## Instruction A:
Copy the podcast planning post word for word, covering the stretch from "5. Will you" through "structure your podcast.".
## Instruction B:
Write the next part of the podcast planning post, starting right after its final sentence.
--- start Document section ---
August 5, 2015 Comments off

 Image Credit: Getty ImagesIf your spend some time now making decisions about how you plan to format your podcast, it will only make your show more enjoyable for your listeners, but it will also save you a lot of time and frustration in the future.

Spend a little time deciding how long your podcast will be, how often you will post new show, and what your typical show outline will be, and your boiler plate messaging, links and call to action messages.  These are important decisions that will affect your time commitment and enjoyment making your show. They will also determine what kind of web hosting you will need. Now onto a some tips for planning and producing a podcast.

Preliminary Podcast Production Planning Steps:

  1. Research & Planning

  2. Messaging & Talking Points

  3. Actual Interview

  4. Recording, Production, Editing

  5. Publishing/ Supporting Blog Content

  6. Hosting, Listing, SEO/SEM/RSS

  7. Distribution

  8. Promotion

Research & Planning Your Podcast

We know you are probably anxious to record and get your voice out to your community. But a little planning will help you focus. In the end you will produce a better podcast that will attract and keep more listeners. This will also make your job a lot easier, or we can help. In the planning session we will ask a few questions for you to consider and help you make some important decisions about:

  1. Podcast Topic

  2. Podcast Format

  3. Choosing a location to record your podcast

We’ll also talk about how to outline and plan each episode of your podcast before you record. And, we want to help you make a quality podcast that will attract and keep more listeners. Here are a few things you need to decide for your podcast:

  1. What’s the topic of your podcast?

  2. What’s the format of your podcast?

  3. How long will each episode be?

  4. How often are you going to release new shows?

If you take just a little time to think about these things now, then your podcast will turn out much better. A well planned podcast will get more listeners. Here are the questions to consider when it comes to choosing a format for your podcast:

  1. Will you be doing a solo podcast or will you include other hosts?

  2. What segments do you want to produce (e.g. tip of the day, reviews, breaking news, interviews etc.)?

  3. How long will your podcast be?

  4. How often will you release new  podcast episodes?

  5. Will you just be talking or will you play music and sound effects as well?

  6. Maybe you’ll come up with something completely different?

NOTE: If you plan to insert music in your podcast that you did not produce, then you need to get permission to use it. We can help with this as well. It’s not legal to use copyrighted material in your podcast, without permission. You should form a basic idea of how you want to structure your podcast.
--- end Document section ---
--- start Dataset content ---
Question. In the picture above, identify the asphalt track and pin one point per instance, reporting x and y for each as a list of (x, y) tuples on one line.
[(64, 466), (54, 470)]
--- end Dataset content ---
## Result A:
5. Will you just be talking or will you play music and sound effects as well?

  6. Maybe you’ll come up with something completely different?

NOTE: If you plan to insert music in your podcast that you did not produce, then you need to get permission to use it. We can help with this as well. It’s not legal to use copyrighted material in your podcast, without permission. You should form a basic idea of how you want to structure your podcast.

## Result B:
Also, just because we are talking about a “plan” and a “format” does not mean that this stuff is set in stone. You will certainly change your mind as time goes on. You will add things and drop things. Eventually you will find your groove and settle into what works well for you.

But it’s good to start out with an outline so that  you have an idea of where you’re headed. We can guide you on this. It will make the process easier and also help make your podcast better. A better podcast means more listeners and more fun for you!

Let’s talk about a few things to consider when you choose a format for your podcast.

Should You Have A Co-Host

It’s up to you. There are a lot of solo podcasts out there. Some podcasts have two or more hosts. There are also podcasts with several participants discussing a topic at the same time, like the fairly new entertainment podcast

You can even co-host a show with someone who lives in another state or another country. This is often done using Skype or a similar platform.

There are advantages to having a co-host:

  • Listeners find the discussion between multiple hosts more interesting than just one person talking for 20 minutes
  • With multiple hosts you can split the work required to produce the podcast
  • There are more people to come up with creative ideas and content

This comes with the added complication, though, of coordinating the schedules of multiple people, maybe even across time zones. The advantage of doing it solo is that you’re totally in control.

What Kind of Segments Will Your Podcast Have?

What do we mean by segments? Well, back before podcasting, we drove to work in the city and we listened to the local radio drive shows. They had certain segments that they did every morning. We always knew that they would do the serious news, then later the silly news, then the “funny” people awards, then an interview or two and so on.  These were the segments that they always did. If you watch the morning shows on the TV or radio shows on NPR it’s the same. There are certain segments that they do on each show.

So, what segments will your podcast have?  Your listeners will want to know what to expect. Familiarity and structure are comfortable. And, it make your job easier. Having a planned structure, maybe even an “editorial topic calendar” will also make producing your podcast easier for you. The point is that a little thought and planning is helpful at this stage.

Here’s an example segment structure for a localized podcast:

  1. Intro & Welcome, Date

  2. Announcements

  3. Shout Out for the Top 10 in the Community

  4. Mid Roll Ad Spot

  5. Commentary

  6. Quick Tips & Resources

  7. Outroll Theme Music

This is just one example. Find a structure that works best for you and your intended local listeners and don’t be afraid to mix it up. You can be spontaneous.

Music in Your Podcast?

Even if you don’t have a music podcast, you may still want to use music in your podcast. Music is a great way to change things up and drive the show forward. You can use music to transition between segments. This adds variety and keeps things moving. It also serves as a cue that you are moving into something new or changing gears. Music makes a good intro. Having an intro theme song is useful for a couple reasons:

  • When your listener hears your theme song, it instantly cues them in that they are listening to your show.

  • An intro song raises the energy level and gives you some momentum going into the show.

If you think you’ll want to use music in your podcast, there are some legal and copyright considerations.

How Long Should Your Podcast Be?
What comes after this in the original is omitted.